For reference, the assembly code that the JITter produced is below, from this you can see that there is no sqrt
instruction as we’d expect there to be. So in effect we are timing an empty loop!
; 91: var watch = new Stopwatch();
000000a6 lea rcx,[5D3EBA90h]
000000ad call 000000005F6722F0
000000b2 mov r12,rax
000000b5 mov rcx,r12
000000b8 call 000000005D284EF0
; 92: watch.Start();
000000bd mov rcx,r12
000000c0 call 000000005D284E60
; 93: for (int i = 0; i < iterations; i++)
000000c5 mov r13d,dword ptr [rbp+58h]
000000c9 test r13d,r13d
000000cc jle 00000000000000D7
000000ce xor eax,eax
000000d0 inc eax
000000d2 cmp eax,r13d
000000d5 jl 00000000000000D0
; 97: }
; 98: watch.Stop();
000000d7 mov rcx,r12
000000da call 000000005D32CBD0
; 99: Console.WriteLine(description + " (ProfileDirect)");
Note: To be able to get the optimised version of the assembly code that JITter produces, see this MSDN page. If you just debug the code normally in Visual Studio, you only get the un-optimised code, which doesn’t help at all.
Dead-code elimination
One of the main problems with writing benchmarks is that you are often fighting against the just-in-time (JIT) compiler, which is trying to optimise the code as much as it can. One of the many things is does, is to remove code that it thinks is not needed, or to be more specific, code it thinks has no side-effects. This is non-trivial to do, there’s some really tricky edge-cases to worry about, aside from the more obvious problem of knowing which code causes side-effects and which doesn’t. But this is exactly what is happening in the original profiling code.
Aside: For a full list of all the optimisations that the .NET JIT Compiler performs, see this very thorough SO answer.
So let’s fix the original code, by storing the result of Math.Sqrt
in a variable:
private static double result;
static void ProfileDirect(string description, int iterations)
{
GC.Collect();
GC.WaitForPendingFinalizers();
GC.Collect();
Math.Sqrt(123.456);
var watch = new Stopwatch();
watch.Start();
for (int i = 0; i < iterations; i++)
{
result = Math.Sqrt(123.456);
}
watch.Stop();
Console.WriteLine("ProfileDirect - " + description);
Console.WriteLine(
"{0:0.00} ms ({1:N0} ticks) (over {2:N0} iterations), {3:N0} ops/milliseconds",
watch.ElapsedMilliseconds, watch.ElapsedTicks,
iterations, (double)iterations / watch.ElapsedMilliseconds);
}
Note: result
has to be a class-level field, it can’t be local to the method, i.e. double result = Math.Sqrt(123.456)

************

### Task details
Copy the section of the passage on dead-code elimination between "Dead-code elimination" and "thorough SO answer.", inclusive. None of the items are needed for this work.

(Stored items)
************

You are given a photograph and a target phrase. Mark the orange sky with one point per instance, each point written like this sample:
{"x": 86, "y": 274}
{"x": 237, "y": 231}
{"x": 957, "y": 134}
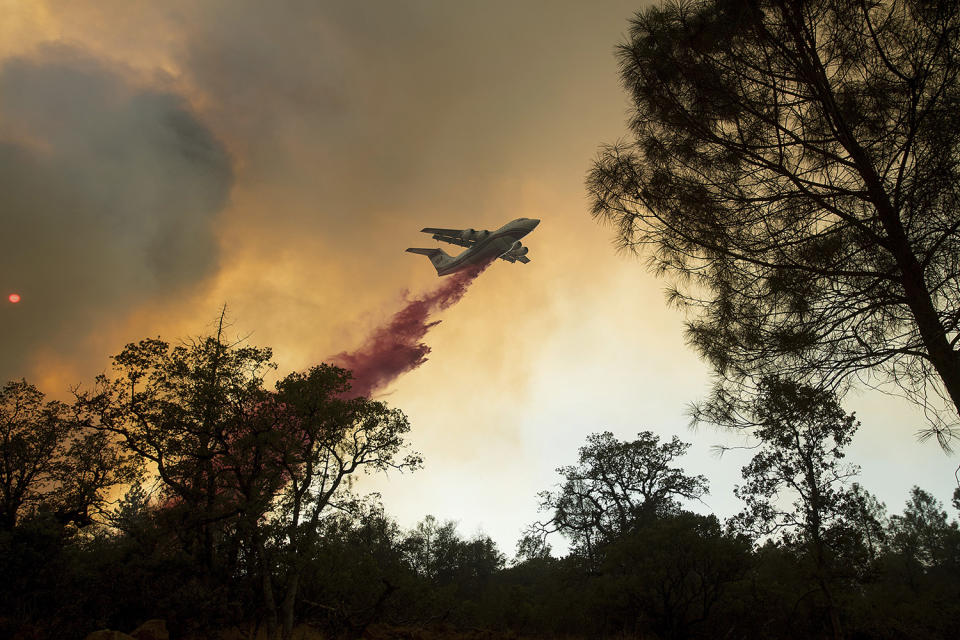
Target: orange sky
{"x": 168, "y": 158}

************

### Answer box
Dead-code elimination
One of the main problems with writing benchmarks is that you are often fighting against the just-in-time (JIT) compiler, which is trying to optimise the code as much as it can. One of the many things is does, is to remove code that it thinks is not needed, or to be more specific, code it thinks has no side-effects. This is non-trivial to do, there’s some really tricky edge-cases to worry about, aside from the more obvious problem of knowing which code causes side-effects and which doesn’t. But this is exactly what is happening in the original profiling code.
Aside: For a full list of all the optimisations that the .NET JIT Compiler performs, see this very thorough SO answer.